* _PARTS OF THE EXERCISE_:
[1] Answer these questions from the article on NASA's Pioneers program:
(a) What range of cost is given for sending the smallest aircraft to space?
(b) At what amount is each Pioneers mission capped?
(c) Who is responsible for dispensing the budget to NASA?
[2] Continue the article on NASA's Pioneers program, picking up after its final sentence.

* _TEXT UNDER STUDY_:
Space missions are expensive, and sending the smallest aircraft to space can cost somewhere between $62 million to $450 million. Being the most potent US government agency for studying the cosmos, NASA spends billions of dollars every year for their expeditions into space.
Technological advancement is on the verge of cost-cutting these huge space expeditions by a considerable amount. By sending small scale satellites instead of an actual 230-foot-tall Falcon 9, which costs more money, energy, resources, and people, NASA is planning to send small scale satellites instead of a real space rocket to study the secrets of the cosmos.
NASA is planning to launch four new space projects with small-scale satellites with a fraction of its former space missions budget. The Pioneers space program, which is curbed at $20 million for each space mission, is the newest cost-cutting method in the NASA expedition lineup for 2021.
NASA will squeeze their tiny budget to study outer space, including the galaxies and other exoplanets, floating outside human knowledge. These four missions will be accompanied by NASA’s space balloons and tiny satellites, which will cost ¼ of the actual space missions.
NASA plans to study the planets, stars, and other astronomical objects while experimenting with their budget. Compared to the former missions, the Pioneers space program will challenge the scientists to investigate the secrets of space with a new out-of-the-box perspective and a new budget.
The US government is responsible for dispensing the budget to NASA. With this approach, NASA can complete more space missions with the same budget and bring forth discoveries of the universe.
Each of these missions will carry new expectations and new technology that no other NASA mission or object achieved in the history of space expeditions. If the Pioneers space program succeeds in its excursions, humanity might reap a great benefit as quoted by Elon Musk “If we drive down the cost of transportation in space, we can do great things.”

* _RAW DATA_:
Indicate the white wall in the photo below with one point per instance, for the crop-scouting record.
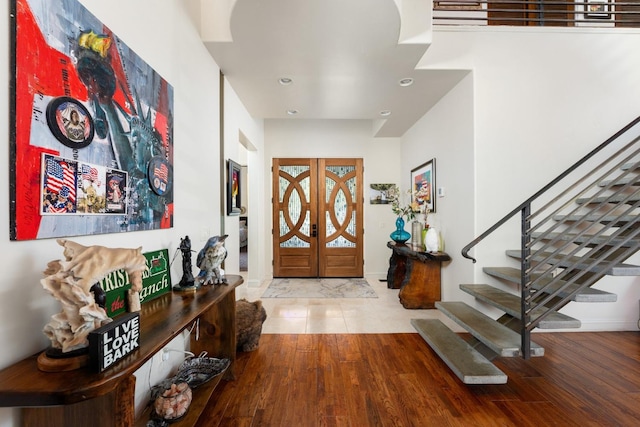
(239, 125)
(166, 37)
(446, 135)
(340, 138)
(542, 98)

* * *

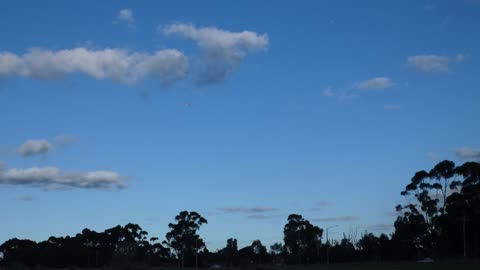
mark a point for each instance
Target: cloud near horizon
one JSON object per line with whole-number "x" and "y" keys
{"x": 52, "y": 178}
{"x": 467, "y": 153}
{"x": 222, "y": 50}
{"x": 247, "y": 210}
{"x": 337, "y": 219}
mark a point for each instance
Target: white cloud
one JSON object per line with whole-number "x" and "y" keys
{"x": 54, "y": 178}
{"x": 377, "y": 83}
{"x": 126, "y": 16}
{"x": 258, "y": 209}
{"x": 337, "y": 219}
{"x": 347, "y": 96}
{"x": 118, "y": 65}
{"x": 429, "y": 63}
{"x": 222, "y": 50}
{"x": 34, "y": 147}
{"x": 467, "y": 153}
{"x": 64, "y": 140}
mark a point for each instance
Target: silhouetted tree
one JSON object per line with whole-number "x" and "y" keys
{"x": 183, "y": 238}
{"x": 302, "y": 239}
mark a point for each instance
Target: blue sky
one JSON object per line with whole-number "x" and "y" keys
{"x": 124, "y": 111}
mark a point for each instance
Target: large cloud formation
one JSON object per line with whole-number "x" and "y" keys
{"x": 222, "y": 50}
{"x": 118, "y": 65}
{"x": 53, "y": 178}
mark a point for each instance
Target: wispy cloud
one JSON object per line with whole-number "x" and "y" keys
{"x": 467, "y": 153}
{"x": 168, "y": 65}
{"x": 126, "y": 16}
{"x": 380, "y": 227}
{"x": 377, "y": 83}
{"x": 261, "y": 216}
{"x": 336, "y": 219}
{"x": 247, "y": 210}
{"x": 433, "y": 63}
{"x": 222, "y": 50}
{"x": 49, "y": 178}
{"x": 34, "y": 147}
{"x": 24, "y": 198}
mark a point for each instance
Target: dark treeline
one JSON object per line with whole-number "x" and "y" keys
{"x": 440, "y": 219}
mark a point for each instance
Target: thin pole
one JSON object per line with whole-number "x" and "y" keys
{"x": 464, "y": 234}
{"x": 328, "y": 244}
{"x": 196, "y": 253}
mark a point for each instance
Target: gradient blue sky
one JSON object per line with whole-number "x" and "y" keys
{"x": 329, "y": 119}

* * *

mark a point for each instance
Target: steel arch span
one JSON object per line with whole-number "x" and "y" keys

* _TASK-BY-TASK OUTPUTS_:
[1]
(a) Between $62 million and $450 million.
(b) $20 million.
(c) The US government.

[2]
Among the four satellites that will be launched in outer space, the Aspera mission will bind the mysteries behind the ultraviolet wavelength to study the hot gases between two or more galaxies. Currently, there are more than two trillion galaxies known to human beings, and we are yet to discover their compositions, masses, and size. Pandora, the second-in-line satellite after the Aspera mission, will likely study the 39 exoplanets known to space biology researchers. It will also analyze the existence of 20 stars, creating a new field of study between the starlight effect of habitable exoplanets in the universe.
After Pandora, PUEO, a small-scale satellite, will be launched from Antarctica to study the ultra-high energy neutrinos in space. These energy-filled neutrinos will be crucial for the new mission, as studying them can unravel the enigma behind the creation of black holes in the cosmos.
Finally, the newest edition to the small-scale satellites, StarBurst, will be studying the rays from the infamous and untouched neutron stars. A neutron star is the most challenging object to find after the black hole. It is believed that a single neutron star can engulf galaxies, and its mass can be equated between 10 and 25 solar masses. According to NASA’s research, a single neutron star is the smallest extraterrestrial object with a radius of 10 kilometers and a mass of 1.4 solar masses.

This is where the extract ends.